AIM:
Please replace "smoke cloud" with "smoke plume" in the lines from the one containing "Task: the pointer indicates each instance of the hazy" up to and including the one containing "[[590, 76]]", and give those lines again with nothing else changed.

Dataset items:
▽

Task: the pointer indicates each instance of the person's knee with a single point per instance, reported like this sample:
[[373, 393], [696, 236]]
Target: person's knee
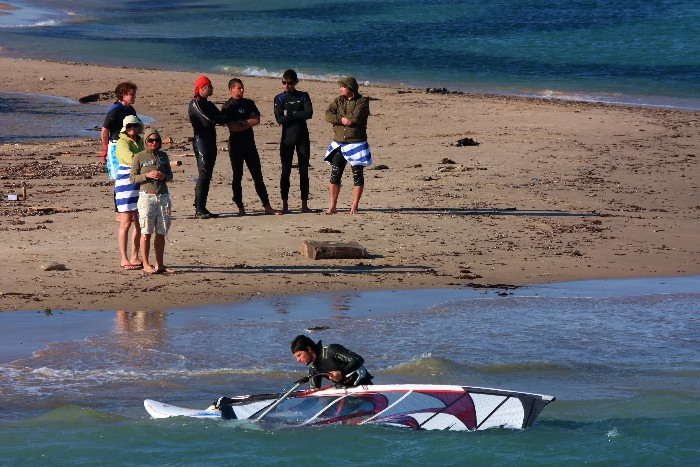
[[336, 175], [358, 176], [286, 168]]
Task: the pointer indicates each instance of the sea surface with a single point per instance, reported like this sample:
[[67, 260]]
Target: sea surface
[[636, 52], [28, 117], [622, 358]]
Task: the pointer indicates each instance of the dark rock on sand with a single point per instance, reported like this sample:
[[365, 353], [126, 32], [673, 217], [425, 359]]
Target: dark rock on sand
[[466, 142]]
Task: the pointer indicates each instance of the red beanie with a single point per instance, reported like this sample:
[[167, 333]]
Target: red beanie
[[201, 82]]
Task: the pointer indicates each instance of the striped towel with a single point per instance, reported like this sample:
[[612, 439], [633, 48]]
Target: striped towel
[[354, 153], [126, 194]]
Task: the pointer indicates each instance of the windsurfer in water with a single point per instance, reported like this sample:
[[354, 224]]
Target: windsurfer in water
[[342, 366]]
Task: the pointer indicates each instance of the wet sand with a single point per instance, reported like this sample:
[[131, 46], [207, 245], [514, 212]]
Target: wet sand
[[555, 191]]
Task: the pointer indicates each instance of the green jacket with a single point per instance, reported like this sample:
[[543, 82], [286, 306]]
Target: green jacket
[[356, 110], [144, 162]]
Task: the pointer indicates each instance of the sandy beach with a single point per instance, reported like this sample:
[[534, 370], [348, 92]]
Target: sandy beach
[[555, 191]]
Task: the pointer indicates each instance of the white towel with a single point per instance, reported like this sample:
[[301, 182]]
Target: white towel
[[354, 153], [126, 194]]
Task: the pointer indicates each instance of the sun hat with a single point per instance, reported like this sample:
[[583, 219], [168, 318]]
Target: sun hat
[[350, 83], [132, 120], [200, 83]]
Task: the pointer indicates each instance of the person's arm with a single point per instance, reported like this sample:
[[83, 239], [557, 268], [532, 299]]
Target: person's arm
[[315, 382], [332, 113], [359, 114], [307, 112], [124, 154], [347, 359], [280, 117], [167, 168], [135, 175], [243, 125]]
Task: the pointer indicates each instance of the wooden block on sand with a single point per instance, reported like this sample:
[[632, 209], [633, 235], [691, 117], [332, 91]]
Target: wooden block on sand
[[332, 250]]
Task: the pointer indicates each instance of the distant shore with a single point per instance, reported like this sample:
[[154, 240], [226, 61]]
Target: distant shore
[[555, 191]]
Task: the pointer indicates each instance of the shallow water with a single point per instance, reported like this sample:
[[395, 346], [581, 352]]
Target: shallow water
[[622, 358], [627, 51], [38, 117]]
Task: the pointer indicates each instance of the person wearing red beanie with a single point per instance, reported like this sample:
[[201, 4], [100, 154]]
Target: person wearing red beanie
[[204, 116]]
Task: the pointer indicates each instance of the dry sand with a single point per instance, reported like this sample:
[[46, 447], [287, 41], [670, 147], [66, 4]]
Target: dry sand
[[555, 191]]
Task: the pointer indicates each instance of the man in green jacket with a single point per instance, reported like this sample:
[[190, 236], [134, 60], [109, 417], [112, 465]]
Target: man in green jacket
[[348, 114], [151, 169]]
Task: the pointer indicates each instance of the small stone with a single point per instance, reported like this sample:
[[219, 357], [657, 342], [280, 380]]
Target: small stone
[[54, 267]]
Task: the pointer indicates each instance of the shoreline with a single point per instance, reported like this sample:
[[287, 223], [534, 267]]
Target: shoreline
[[556, 191], [546, 95]]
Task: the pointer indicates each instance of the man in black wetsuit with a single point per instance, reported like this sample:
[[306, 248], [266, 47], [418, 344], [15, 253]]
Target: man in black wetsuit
[[343, 366], [292, 109], [204, 116], [243, 115]]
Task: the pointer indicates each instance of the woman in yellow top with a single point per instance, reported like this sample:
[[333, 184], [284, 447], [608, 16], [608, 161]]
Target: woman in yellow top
[[126, 194]]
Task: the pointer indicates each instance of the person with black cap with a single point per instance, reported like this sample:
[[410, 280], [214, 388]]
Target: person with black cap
[[342, 366], [243, 115], [292, 109], [348, 114], [151, 170], [204, 116]]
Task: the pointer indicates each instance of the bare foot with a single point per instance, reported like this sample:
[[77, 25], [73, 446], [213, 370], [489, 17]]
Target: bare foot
[[271, 212]]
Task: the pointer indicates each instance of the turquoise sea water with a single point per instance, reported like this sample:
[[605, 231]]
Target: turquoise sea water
[[628, 51], [622, 357]]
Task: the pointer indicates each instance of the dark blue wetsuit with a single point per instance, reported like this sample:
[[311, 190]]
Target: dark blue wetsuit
[[204, 116], [114, 119], [241, 148], [335, 357], [292, 110]]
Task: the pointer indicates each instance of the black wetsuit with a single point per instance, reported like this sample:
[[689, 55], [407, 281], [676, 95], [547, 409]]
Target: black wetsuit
[[114, 120], [241, 148], [292, 109], [335, 357], [204, 116]]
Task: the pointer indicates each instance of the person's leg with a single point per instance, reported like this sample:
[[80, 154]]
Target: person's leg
[[359, 182], [252, 160], [135, 238], [145, 251], [303, 156], [123, 236], [147, 216], [159, 249], [286, 158], [338, 164], [236, 158], [205, 153]]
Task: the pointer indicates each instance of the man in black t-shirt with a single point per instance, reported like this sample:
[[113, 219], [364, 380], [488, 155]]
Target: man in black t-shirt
[[243, 115], [126, 96], [292, 109]]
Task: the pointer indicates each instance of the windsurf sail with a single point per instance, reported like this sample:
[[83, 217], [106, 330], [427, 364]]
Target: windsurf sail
[[413, 406]]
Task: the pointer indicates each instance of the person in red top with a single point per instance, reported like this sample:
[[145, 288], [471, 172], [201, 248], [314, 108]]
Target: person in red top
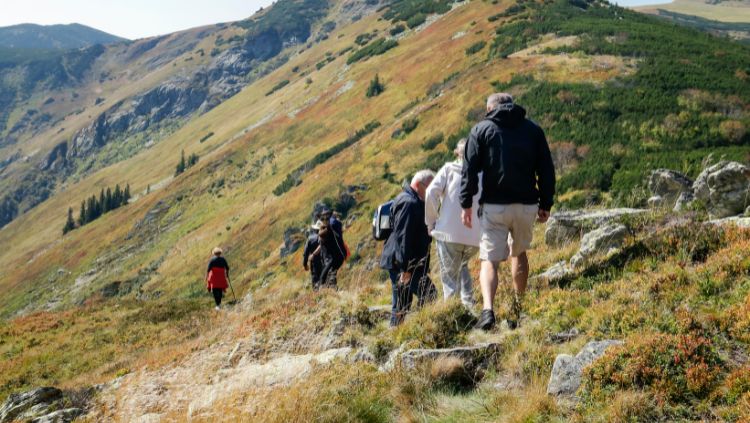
[[217, 276]]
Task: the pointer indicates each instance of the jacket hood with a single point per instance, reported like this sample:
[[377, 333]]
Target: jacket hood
[[507, 117]]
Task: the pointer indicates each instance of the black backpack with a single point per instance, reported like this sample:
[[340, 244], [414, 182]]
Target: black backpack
[[382, 222]]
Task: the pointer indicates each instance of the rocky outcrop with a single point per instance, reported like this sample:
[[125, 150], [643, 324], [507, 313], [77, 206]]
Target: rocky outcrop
[[741, 221], [568, 370], [600, 242], [724, 189], [39, 405], [567, 226], [556, 272], [473, 357], [667, 185]]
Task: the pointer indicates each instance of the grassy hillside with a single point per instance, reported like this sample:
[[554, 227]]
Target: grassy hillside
[[723, 11], [125, 291]]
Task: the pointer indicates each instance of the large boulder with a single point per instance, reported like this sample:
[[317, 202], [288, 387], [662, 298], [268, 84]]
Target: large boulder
[[668, 185], [568, 370], [29, 404], [724, 188], [600, 242], [567, 226]]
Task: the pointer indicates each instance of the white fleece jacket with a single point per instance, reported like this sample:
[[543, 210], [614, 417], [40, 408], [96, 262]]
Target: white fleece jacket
[[443, 211]]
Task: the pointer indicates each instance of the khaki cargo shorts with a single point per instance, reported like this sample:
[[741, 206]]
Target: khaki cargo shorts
[[507, 229]]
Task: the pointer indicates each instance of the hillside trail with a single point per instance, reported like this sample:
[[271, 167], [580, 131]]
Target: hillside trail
[[229, 368]]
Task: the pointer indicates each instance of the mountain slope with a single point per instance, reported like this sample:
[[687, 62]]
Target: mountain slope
[[47, 37], [124, 292]]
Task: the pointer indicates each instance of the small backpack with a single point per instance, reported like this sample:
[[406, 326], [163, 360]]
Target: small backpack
[[382, 221]]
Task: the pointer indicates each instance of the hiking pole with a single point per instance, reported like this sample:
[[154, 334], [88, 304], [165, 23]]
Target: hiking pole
[[230, 285]]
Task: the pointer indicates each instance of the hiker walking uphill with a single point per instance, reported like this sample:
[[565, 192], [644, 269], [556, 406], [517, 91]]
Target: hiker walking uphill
[[456, 245], [406, 254], [518, 184], [332, 253], [217, 276], [311, 262]]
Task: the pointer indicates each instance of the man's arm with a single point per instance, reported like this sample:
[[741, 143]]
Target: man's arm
[[433, 196], [470, 171], [545, 173]]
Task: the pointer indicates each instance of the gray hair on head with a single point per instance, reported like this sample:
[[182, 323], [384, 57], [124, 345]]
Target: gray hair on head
[[423, 176], [500, 100], [460, 148]]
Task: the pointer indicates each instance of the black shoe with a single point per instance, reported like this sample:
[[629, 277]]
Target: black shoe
[[486, 320]]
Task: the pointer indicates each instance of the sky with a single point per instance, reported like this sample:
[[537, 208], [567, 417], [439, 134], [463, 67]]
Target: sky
[[128, 18]]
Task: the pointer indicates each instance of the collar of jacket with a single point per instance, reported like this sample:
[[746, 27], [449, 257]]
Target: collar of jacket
[[512, 117], [410, 191]]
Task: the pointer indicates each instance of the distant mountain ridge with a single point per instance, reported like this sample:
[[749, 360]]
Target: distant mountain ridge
[[33, 36]]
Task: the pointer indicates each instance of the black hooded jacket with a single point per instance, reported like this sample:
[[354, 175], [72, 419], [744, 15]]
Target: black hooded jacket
[[513, 153], [409, 244]]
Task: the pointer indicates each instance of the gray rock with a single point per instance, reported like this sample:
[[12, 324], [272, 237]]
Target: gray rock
[[724, 188], [742, 222], [655, 202], [474, 356], [668, 185], [568, 370], [602, 241], [563, 337], [61, 416], [683, 202], [18, 404], [381, 312], [557, 272], [567, 226], [363, 355]]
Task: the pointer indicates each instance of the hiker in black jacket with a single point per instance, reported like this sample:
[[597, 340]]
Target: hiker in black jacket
[[406, 254], [332, 252], [311, 262], [518, 184]]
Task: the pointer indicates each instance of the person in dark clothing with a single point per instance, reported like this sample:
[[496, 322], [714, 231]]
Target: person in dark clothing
[[406, 254], [217, 276], [311, 262], [327, 215], [518, 186], [332, 252]]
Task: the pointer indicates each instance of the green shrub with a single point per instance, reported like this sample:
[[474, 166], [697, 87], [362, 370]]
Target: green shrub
[[277, 87], [475, 48], [677, 368], [375, 48]]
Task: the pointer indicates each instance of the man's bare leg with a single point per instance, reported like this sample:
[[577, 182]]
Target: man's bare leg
[[488, 283], [520, 269]]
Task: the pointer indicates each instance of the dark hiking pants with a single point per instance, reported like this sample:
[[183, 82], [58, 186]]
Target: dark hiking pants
[[402, 294], [218, 295]]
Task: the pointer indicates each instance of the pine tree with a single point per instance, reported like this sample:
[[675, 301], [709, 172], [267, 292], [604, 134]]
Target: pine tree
[[181, 165], [102, 204], [375, 88], [117, 196], [70, 224], [82, 214], [108, 203]]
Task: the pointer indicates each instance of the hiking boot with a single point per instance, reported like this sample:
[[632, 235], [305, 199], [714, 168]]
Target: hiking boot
[[515, 314], [486, 320]]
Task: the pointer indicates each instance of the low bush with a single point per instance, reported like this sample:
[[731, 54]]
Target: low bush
[[677, 368]]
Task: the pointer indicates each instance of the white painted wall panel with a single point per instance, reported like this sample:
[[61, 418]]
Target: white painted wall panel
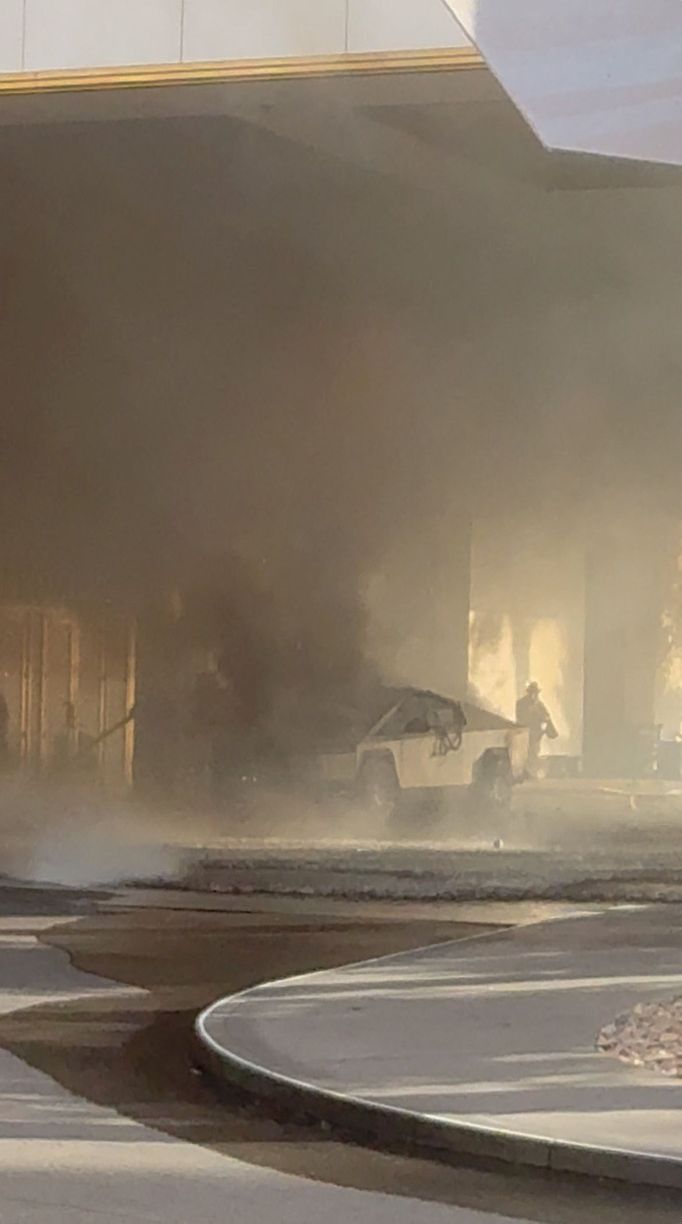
[[402, 25], [101, 33], [594, 76], [11, 34], [235, 29]]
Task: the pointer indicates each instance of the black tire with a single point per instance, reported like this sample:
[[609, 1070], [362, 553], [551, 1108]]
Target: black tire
[[492, 782], [380, 788]]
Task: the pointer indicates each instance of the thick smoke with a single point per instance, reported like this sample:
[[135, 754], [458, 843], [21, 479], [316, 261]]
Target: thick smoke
[[218, 345]]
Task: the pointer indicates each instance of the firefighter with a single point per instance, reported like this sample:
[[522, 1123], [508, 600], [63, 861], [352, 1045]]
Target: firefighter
[[533, 712]]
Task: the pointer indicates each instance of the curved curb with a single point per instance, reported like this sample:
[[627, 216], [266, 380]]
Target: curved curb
[[391, 1127]]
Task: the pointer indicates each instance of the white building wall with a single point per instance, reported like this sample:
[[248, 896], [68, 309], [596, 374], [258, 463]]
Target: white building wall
[[66, 34]]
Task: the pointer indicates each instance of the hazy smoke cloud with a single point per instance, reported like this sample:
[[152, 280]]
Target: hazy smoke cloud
[[217, 344]]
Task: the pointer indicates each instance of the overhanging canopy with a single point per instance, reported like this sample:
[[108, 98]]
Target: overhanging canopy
[[590, 76]]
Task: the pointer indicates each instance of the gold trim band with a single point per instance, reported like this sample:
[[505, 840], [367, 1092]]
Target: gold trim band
[[153, 76]]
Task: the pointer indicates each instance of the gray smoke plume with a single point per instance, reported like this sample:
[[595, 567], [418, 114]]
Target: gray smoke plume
[[218, 344]]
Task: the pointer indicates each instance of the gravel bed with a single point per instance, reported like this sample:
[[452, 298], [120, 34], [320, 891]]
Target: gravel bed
[[649, 1036]]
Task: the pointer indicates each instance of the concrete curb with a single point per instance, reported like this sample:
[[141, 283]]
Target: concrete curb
[[394, 1129]]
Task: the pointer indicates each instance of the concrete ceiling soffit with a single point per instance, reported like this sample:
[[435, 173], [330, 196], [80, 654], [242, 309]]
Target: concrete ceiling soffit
[[589, 76]]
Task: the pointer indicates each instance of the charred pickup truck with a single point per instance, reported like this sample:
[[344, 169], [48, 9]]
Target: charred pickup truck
[[427, 747]]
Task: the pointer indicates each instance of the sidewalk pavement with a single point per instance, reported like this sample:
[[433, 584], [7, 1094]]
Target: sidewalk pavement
[[483, 1047], [65, 1160]]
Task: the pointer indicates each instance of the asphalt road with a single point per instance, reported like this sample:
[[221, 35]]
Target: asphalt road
[[135, 1055]]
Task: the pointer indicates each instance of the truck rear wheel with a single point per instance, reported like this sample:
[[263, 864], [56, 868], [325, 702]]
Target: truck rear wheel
[[491, 783], [380, 787]]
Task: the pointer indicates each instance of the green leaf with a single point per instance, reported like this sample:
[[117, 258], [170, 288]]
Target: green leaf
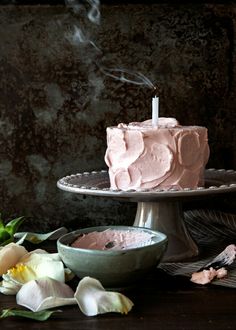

△

RESULT OF THIS TASK:
Task: the pointer indicates each instance of the hazy smoke plume with a single point per instance, reported like this sample:
[[152, 280]]
Target: hazy smoke plume
[[217, 344]]
Task: the pointer indicates each instance of the overhanging canopy with a single point per instance, reported like this sample:
[[108, 98]]
Target: overhanging canopy
[[590, 76]]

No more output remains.